▸ The task: Copy out every line of the listing below verbatim, omitting the pictures.

[Entries from a pointing dataset]

>> Start

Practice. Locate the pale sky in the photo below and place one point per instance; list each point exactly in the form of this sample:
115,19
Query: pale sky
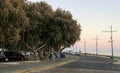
94,17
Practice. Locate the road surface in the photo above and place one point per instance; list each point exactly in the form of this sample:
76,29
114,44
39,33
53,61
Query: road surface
87,64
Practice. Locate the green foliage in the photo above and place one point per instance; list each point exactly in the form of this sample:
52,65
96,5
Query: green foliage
12,19
37,24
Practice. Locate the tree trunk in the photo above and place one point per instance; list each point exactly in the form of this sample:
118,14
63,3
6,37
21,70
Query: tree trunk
40,54
36,55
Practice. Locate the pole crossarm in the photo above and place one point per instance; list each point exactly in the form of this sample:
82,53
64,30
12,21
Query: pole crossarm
111,37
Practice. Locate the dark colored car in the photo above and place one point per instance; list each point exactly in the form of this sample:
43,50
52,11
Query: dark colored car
9,56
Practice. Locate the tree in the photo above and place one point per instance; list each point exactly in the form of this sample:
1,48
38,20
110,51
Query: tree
68,29
38,14
12,20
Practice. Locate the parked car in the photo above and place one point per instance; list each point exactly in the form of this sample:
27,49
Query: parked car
9,56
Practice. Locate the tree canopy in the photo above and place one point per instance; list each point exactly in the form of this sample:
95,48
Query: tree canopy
36,25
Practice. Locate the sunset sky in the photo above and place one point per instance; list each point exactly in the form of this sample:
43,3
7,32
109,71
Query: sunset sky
94,16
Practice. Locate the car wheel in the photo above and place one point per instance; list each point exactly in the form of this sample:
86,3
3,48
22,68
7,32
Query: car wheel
6,59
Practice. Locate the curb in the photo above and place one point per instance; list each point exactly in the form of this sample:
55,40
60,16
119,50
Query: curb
31,70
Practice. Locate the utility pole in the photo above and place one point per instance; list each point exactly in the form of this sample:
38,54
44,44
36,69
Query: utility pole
96,45
111,40
84,46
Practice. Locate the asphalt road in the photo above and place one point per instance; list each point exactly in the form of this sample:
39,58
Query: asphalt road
11,67
87,64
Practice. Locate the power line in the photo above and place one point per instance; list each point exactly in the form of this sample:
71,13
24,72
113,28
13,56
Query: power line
111,40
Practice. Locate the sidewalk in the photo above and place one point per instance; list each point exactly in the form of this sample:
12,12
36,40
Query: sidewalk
47,65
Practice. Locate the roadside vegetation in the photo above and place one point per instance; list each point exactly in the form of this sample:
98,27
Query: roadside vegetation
36,27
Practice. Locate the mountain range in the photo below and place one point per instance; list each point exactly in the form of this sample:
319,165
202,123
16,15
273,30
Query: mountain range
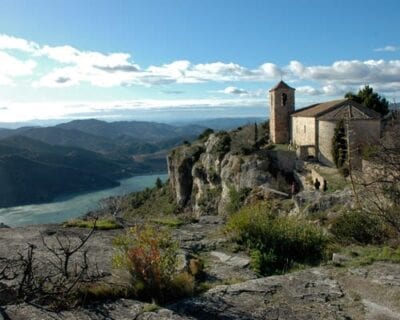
37,164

>> End

▸ Output below:
Practice. Locate the pale sky in the photo below and place one point per instance; list each point exactly in the form of this sample:
115,19
Query: pale sky
94,17
Practice. Locate the road surface in the photo above and place one point per instance; list each point exactly in the form of this sample:
76,29
114,44
39,33
53,61
Query: road surface
87,64
Practice. Locate the green foliage in the photo above and place one point per instance; list each point exactly in the form of this sample:
52,65
96,5
Query: green foliage
12,19
37,24
Practice. Locate the tree trunk in the photo above and place one point per instance; list each point exactly in the form of this sample:
118,14
63,3
6,37
21,70
Query: tree trunk
40,54
36,55
Practice. Locate the pole crossarm in the photo above and place one point per instance; list each point exactly in the form of this sample:
82,53
64,30
12,21
Query: pole crossarm
111,37
Practice. Locate the dark colored car in the photo above and place one point per instance; list each point exactly in the form of this sample:
43,50
52,11
Query: dark colored car
9,56
Practice. Locate the tree in the photo above and place one point per instance; list each point exactly in the form of this sample:
1,48
38,20
110,51
Query: tree
68,29
38,14
12,20
Practice. Locate the parked car in the photo above and place one point per instance; list each point exactly in the form of this sample:
27,49
Query: parked car
9,56
Practice. Locate the tree canopy in the photo above and place one point per instance; list each point exactly in the form of this sample:
95,48
Query: tree canopy
36,25
Practice. Locate the sunset sky in the photo above and place one point per instance; list each point exactly in the form of this sample:
43,3
7,32
109,71
Query: sunset sky
94,16
Practice. Locate the car wheel in the photo above and place one point per instance; list each point exactly in the form of this sample:
86,3
3,48
22,68
7,32
Query: car wheel
6,59
Practice. Locate the curb in the photo above and place one point per instance; list each point exactly in the form of this sample:
55,40
60,16
119,50
Query: curb
31,70
Practice. Locate the utility pole in the photo above and place one point per instance; list each point exactly in the form of this sample:
38,54
44,44
36,69
Query: utility pole
96,45
111,40
84,46
Practice. Locate the asphalt road in the photo above and place one point per instance; list each point exactly in the form of this sample:
39,58
Query: asphalt road
11,67
87,64
Practice. Locate the power line in the photo above and place one point per instance; list each point exactly in the form of this sample:
71,13
24,72
113,28
13,56
Query: power line
111,40
Practice. Locate the sidewalk in the photo above and place one point per instance; list each point exactly in the form of this sample:
12,12
36,40
Query: sidewalk
47,65
Practice. Locate the roadside vegetation in the photo above and place one point per instance; list each point exactly in the form of this sample:
98,27
Query: roadside vegetation
36,27
Practice. Locate the mountain range in the photo below and place one point per instance; list each point exactly in the form of this sample:
319,165
202,123
16,15
273,30
Query: mountain range
37,164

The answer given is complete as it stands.